Exercise details = Copy out the listing below, putting "shelf audit" wherever "planogram cross-check" appears and keeping everything else the same.

Records to use =
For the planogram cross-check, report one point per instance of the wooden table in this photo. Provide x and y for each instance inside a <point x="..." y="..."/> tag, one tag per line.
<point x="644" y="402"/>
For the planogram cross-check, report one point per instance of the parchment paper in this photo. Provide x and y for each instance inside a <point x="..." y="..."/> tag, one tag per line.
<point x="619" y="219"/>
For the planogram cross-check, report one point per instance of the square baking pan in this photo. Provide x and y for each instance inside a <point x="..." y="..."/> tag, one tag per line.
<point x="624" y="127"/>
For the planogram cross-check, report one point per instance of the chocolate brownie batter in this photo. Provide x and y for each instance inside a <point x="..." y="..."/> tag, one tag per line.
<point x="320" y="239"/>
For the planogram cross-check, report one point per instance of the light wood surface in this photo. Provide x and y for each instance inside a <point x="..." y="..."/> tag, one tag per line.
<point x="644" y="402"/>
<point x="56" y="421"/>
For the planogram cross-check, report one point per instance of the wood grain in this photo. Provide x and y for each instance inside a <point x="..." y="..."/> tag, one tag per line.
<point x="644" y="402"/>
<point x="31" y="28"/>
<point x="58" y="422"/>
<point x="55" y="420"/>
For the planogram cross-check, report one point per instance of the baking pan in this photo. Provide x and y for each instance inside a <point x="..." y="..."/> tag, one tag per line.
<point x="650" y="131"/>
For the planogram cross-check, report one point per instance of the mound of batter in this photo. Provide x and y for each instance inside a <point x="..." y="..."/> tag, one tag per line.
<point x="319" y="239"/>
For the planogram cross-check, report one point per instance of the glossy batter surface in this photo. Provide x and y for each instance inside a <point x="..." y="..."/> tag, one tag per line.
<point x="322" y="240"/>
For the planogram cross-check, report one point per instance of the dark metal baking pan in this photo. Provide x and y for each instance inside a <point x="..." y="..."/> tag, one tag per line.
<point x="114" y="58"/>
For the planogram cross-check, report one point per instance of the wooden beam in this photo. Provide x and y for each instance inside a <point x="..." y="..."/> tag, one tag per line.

Full answer =
For the shelf audit, report one point per instance of the wooden table in this photo. Provide x and y for each instance inside a <point x="..." y="..."/> tag, one tag per line.
<point x="644" y="402"/>
For the shelf audit, report one point per instance of the parchment paper in this photo. Provide x and y for each instance inside a <point x="..." y="..."/> tag, one tag per line.
<point x="619" y="219"/>
For the shelf audit, report one point per instance of the square baking pan in this photo. Provide x and y for each instance inside a <point x="..." y="..."/> tag, one tag per line.
<point x="624" y="127"/>
For the shelf audit, report one point per instance of the chocolate brownie batter in this photo. Provide x and y for each instance inside a <point x="..." y="..."/> tag, one tag per line.
<point x="320" y="239"/>
For the shelf audit, report one point per instance of the light wood surface in this photo. Provide x and y for each instance inside a <point x="..." y="..."/> tag, one tag per line.
<point x="644" y="402"/>
<point x="56" y="421"/>
For the shelf audit, report one point per instance of the wood grain in this photo. Provide x and y for each instance inside a <point x="..." y="..."/> tag, one tag per line.
<point x="644" y="402"/>
<point x="31" y="28"/>
<point x="58" y="422"/>
<point x="55" y="420"/>
For the shelf audit, report one point per instance of the baking pan in this photo. Provide x and y for each instance inside a <point x="..." y="..."/> tag, one tag per line.
<point x="650" y="131"/>
For the shelf audit, report one point per instance of the mound of batter in this photo. Provide x and y for each instance inside a <point x="..." y="..."/> tag, one tag per line.
<point x="319" y="239"/>
For the shelf audit, report one point per instance of the glossy batter surface in this photo. Provide x and y for each instance inside a <point x="..." y="..."/> tag, one tag per line.
<point x="322" y="240"/>
For the shelf audit, report one point per instance of the dark metal baking pan in this photo. Provide x and y for each instance inside a <point x="..." y="..."/> tag, one tag per line.
<point x="114" y="58"/>
For the shelf audit, report one point per instance of the wooden beam in this photo. Provide x and y for each instance inside a <point x="..." y="..."/> tag, one tag per line.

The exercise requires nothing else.